--- PROBLEM DESCRIPTION ---
From the entries provided below, copy each line that contains the word "window".

##########

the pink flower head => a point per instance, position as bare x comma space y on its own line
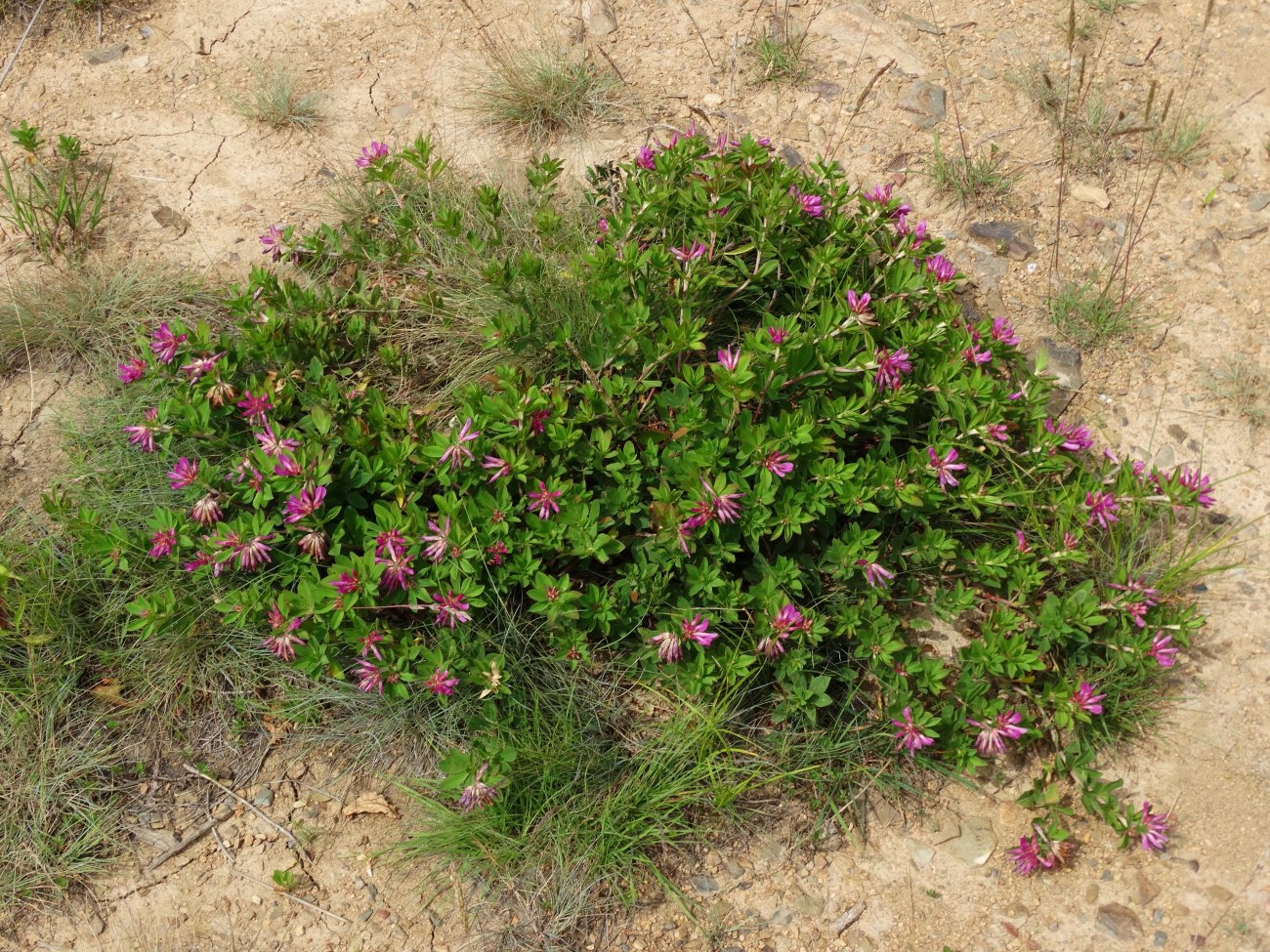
697, 630
254, 407
1003, 331
892, 364
164, 343
449, 609
910, 736
1103, 508
1163, 650
689, 253
371, 153
132, 371
778, 465
304, 503
544, 502
368, 677
875, 575
441, 682
995, 734
456, 453
1086, 699
1155, 834
941, 268
183, 474
163, 542
945, 466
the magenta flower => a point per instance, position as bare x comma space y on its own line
1155, 836
890, 367
275, 444
199, 366
132, 371
496, 466
183, 474
689, 253
1086, 699
305, 503
163, 542
1003, 331
371, 153
441, 682
254, 407
456, 453
1103, 508
1163, 650
910, 736
271, 242
669, 646
994, 736
164, 343
778, 465
478, 794
544, 502
439, 542
449, 609
875, 575
368, 677
941, 268
944, 468
206, 512
697, 630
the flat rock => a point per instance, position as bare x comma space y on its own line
1119, 922
926, 101
1011, 237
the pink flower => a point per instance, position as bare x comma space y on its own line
1163, 650
449, 609
254, 407
441, 682
456, 453
371, 153
910, 735
304, 503
1103, 508
778, 465
994, 735
544, 502
1086, 699
163, 542
945, 466
132, 371
689, 253
697, 630
183, 474
164, 343
890, 367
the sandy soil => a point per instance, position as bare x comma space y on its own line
931, 874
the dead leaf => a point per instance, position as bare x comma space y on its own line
368, 804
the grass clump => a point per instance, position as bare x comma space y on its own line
278, 100
541, 94
1091, 313
976, 178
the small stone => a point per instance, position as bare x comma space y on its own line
106, 54
1119, 922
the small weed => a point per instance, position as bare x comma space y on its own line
541, 94
1090, 313
277, 101
974, 179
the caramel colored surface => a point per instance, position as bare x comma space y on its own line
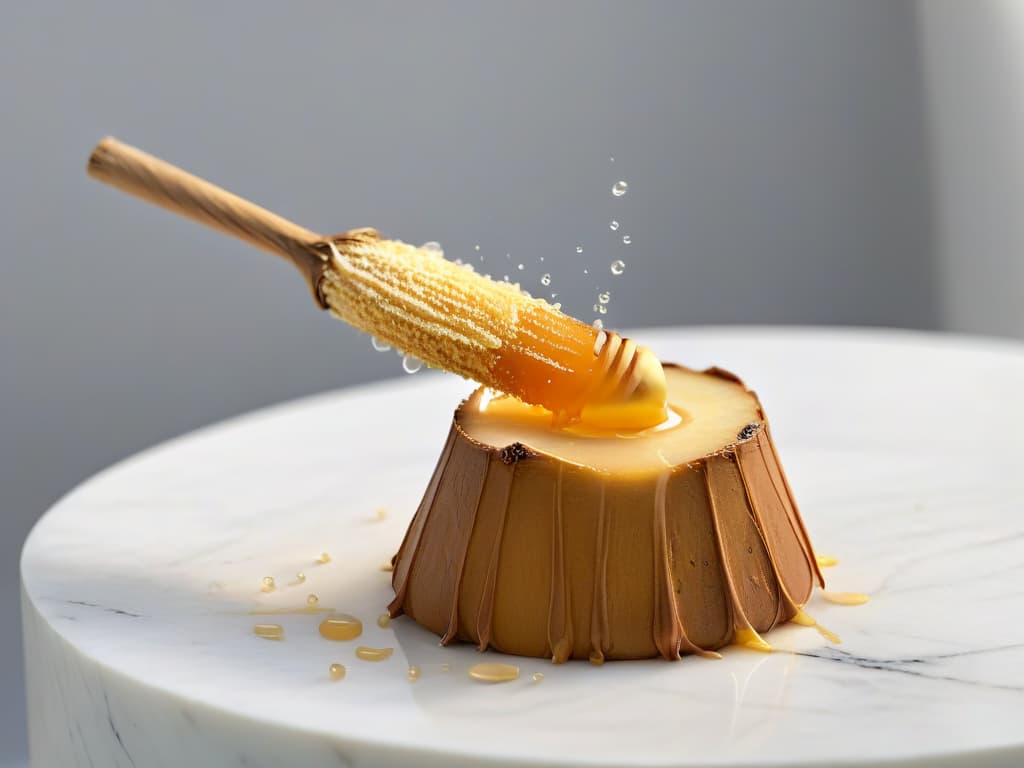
532, 554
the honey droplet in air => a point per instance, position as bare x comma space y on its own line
492, 672
269, 631
341, 627
845, 598
373, 654
336, 672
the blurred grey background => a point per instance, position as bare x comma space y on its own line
788, 162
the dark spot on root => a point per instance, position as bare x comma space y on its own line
514, 453
749, 431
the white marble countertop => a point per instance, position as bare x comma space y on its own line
903, 451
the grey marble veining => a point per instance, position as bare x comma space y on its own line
137, 587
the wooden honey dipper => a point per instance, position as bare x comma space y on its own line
417, 301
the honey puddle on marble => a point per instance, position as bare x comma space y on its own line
492, 672
269, 631
373, 654
748, 638
341, 627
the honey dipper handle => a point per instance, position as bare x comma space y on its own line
138, 173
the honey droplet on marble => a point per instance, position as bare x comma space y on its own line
751, 639
373, 654
845, 598
493, 672
269, 631
341, 627
806, 621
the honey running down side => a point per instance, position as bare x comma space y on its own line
559, 543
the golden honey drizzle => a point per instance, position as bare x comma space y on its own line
748, 638
804, 620
373, 654
341, 627
269, 631
493, 672
845, 598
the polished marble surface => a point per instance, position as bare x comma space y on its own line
903, 452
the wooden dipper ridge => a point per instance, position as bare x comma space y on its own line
417, 301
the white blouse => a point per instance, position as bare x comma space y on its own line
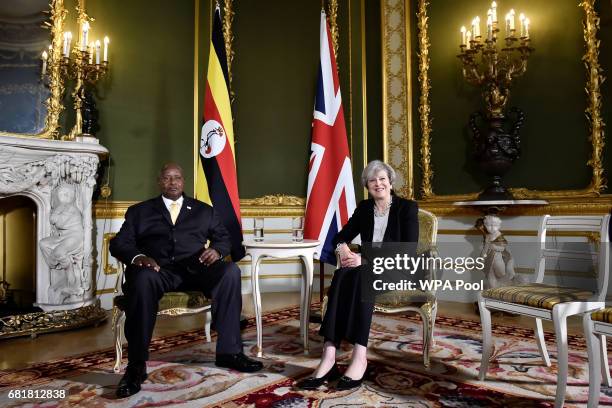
380, 226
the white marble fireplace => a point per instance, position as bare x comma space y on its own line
59, 176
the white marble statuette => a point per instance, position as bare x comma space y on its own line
59, 177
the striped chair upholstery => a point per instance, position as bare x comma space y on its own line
172, 302
538, 295
556, 303
603, 315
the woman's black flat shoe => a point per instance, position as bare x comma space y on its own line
347, 383
312, 383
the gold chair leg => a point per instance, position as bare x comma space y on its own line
118, 334
207, 319
428, 316
323, 306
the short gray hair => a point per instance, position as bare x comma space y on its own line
374, 167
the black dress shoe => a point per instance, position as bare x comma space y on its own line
238, 362
347, 383
312, 383
130, 383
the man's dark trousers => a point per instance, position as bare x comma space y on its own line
144, 287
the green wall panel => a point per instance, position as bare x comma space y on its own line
554, 138
146, 102
274, 77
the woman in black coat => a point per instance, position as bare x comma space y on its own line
382, 218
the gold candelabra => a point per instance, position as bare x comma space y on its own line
490, 68
84, 62
497, 144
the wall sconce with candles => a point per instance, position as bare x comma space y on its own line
493, 69
86, 63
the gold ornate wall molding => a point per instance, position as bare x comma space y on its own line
593, 113
396, 90
279, 205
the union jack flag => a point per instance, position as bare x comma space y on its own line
330, 199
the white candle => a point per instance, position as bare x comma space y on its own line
476, 27
97, 52
85, 34
106, 41
69, 44
494, 11
44, 57
508, 33
65, 47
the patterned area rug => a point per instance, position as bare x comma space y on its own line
182, 371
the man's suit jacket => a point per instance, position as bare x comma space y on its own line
148, 230
402, 226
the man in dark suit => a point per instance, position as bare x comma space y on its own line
163, 243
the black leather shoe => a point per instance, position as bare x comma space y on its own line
130, 383
238, 362
347, 383
312, 383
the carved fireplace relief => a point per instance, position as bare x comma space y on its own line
59, 177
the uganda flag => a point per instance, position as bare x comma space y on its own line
220, 187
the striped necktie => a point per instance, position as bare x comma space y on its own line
174, 211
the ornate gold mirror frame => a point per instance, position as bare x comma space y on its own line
593, 113
57, 15
397, 93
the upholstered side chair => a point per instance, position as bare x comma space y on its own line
552, 302
170, 305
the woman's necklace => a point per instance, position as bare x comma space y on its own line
384, 212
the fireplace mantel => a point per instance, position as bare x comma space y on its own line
59, 176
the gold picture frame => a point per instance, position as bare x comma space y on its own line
593, 113
57, 16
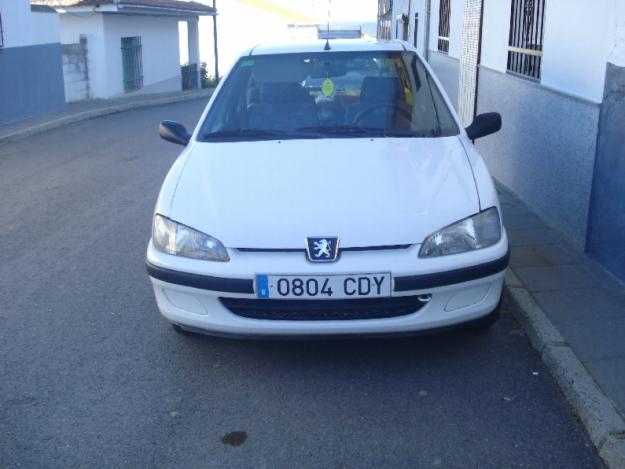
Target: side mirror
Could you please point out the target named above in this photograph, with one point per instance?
(174, 132)
(484, 124)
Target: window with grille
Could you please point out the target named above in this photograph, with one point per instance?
(385, 11)
(132, 63)
(443, 26)
(525, 47)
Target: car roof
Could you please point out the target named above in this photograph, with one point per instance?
(336, 45)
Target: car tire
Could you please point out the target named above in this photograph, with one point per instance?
(486, 322)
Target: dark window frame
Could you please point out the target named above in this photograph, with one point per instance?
(132, 63)
(444, 14)
(525, 41)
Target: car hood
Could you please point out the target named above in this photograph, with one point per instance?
(368, 192)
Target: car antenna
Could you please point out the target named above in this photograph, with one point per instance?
(327, 46)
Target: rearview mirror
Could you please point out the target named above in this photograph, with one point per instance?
(174, 132)
(484, 124)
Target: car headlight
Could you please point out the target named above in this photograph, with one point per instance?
(476, 232)
(180, 240)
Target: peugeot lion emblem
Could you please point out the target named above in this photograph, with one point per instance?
(322, 248)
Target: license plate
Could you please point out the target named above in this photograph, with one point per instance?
(319, 287)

##########

--- RESULT OF THE TASK ---
Target: window with grille
Target: dark window frame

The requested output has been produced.